Comunidade Vida e Paz diz que há falta de apoio alimentar a sem-abrigo e apela a doações
Voluntário alerta para cenário “desolador” nas ruas da capital, em que não se consegue matar a fome a centenas de sem-abrigo porque não há respostas suficientes. Comunidade Vida e Paz mantém-se no terreno e apela a doações de bens alimentares e monetárias.
Na sua volta de quinta-feira, Nuno Fraga encontrou o que há muito não via nas ruas da capital: “Hoje vi fome em Lisboa.” Ele, voluntário na Comunidade Vida e Paz há mais de uma década, descreve o momento como um regresso ao passado, um retrocesso no apoio à população mais vulnerável, os sem-abrigo, que perante a pandemia nunca precisou tanto de respostas.
“No Saldanha, onde entregaríamos 30 refeições, entregámos 90. No Oriente, mais de 60. Em Santa Apolónia, onde antes teríamos 15 a 20 pessoas, ontem [quinta-feira] foram seguramente mais de 40 pessoas. Cenário idêntico no Rossio”, descreve o voluntário.
Na semana passada, a presidente da Comunidade Vida e Paz, Renata Alves, confirmava já as dificuldades: o número de pessoas que dependem, por esta altura, do apoio da associação é muito maior, e a presidente teme não conseguir dar reposta a toda a procura.
Nas últimas semanas, muitos voluntários — cumprindo aquelas que são as recomendações das autoridades de saúde — foram abandonando as associações que prestavam apoio nas ruas, ficando as equipas de rua desfalcadas.

────────

- USANDO AS INFORMAÇÕES -
a) Segundo o excerto do documento, há quanto tempo é Nuno Fraga voluntário na Comunidade Vida e Paz?
b) Enumere todos os locais de Lisboa que o voluntário refere no excerto do documento ao descrever as entregas de refeições.
c) Reproduza o trecho do excerto do documento entre "Na sua volta" e "toda a procura.", inclusive.

────────

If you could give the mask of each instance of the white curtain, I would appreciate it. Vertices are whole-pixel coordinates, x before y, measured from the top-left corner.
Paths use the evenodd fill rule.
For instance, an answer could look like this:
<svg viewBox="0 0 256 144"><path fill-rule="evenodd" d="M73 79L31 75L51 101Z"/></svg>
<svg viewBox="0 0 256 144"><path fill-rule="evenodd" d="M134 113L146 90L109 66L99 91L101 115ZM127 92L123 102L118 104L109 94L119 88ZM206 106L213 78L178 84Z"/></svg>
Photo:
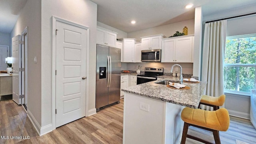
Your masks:
<svg viewBox="0 0 256 144"><path fill-rule="evenodd" d="M224 94L223 64L226 44L226 20L205 24L202 80L207 81L205 94L219 96ZM209 106L200 106L210 110Z"/></svg>

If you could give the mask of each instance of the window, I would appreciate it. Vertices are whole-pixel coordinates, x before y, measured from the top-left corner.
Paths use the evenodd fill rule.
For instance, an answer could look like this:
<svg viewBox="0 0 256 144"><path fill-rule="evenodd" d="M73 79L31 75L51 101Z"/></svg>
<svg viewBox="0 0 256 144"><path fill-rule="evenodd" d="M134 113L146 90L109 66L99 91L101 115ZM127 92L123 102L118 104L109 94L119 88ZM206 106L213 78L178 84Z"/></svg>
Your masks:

────────

- RESPOSTAS -
a) Há mais de uma década.

b) Saldanha, Oriente, Santa Apolónia e Rossio.

c)
Na sua volta de quinta-feira, Nuno Fraga encontrou o que há muito não via nas ruas da capital: “Hoje vi fome em Lisboa.” Ele, voluntário na Comunidade Vida e Paz há mais de uma década, descreve o momento como um regresso ao passado, um retrocesso no apoio à população mais vulnerável, os sem-abrigo, que perante a pandemia nunca precisou tanto de respostas.
“No Saldanha, onde entregaríamos 30 refeições, entregámos 90. No Oriente, mais de 60. Em Santa Apolónia, onde antes teríamos 15 a 20 pessoas, ontem [quinta-feira] foram seguramente mais de 40 pessoas. Cenário idêntico no Rossio”, descreve o voluntário.
Na semana passada, a presidente da Comunidade Vida e Paz, Renata Alves, confirmava já as dificuldades: o número de pessoas que dependem, por esta altura, do apoio da associação é muito maior, e a presidente teme não conseguir dar reposta a toda a procura.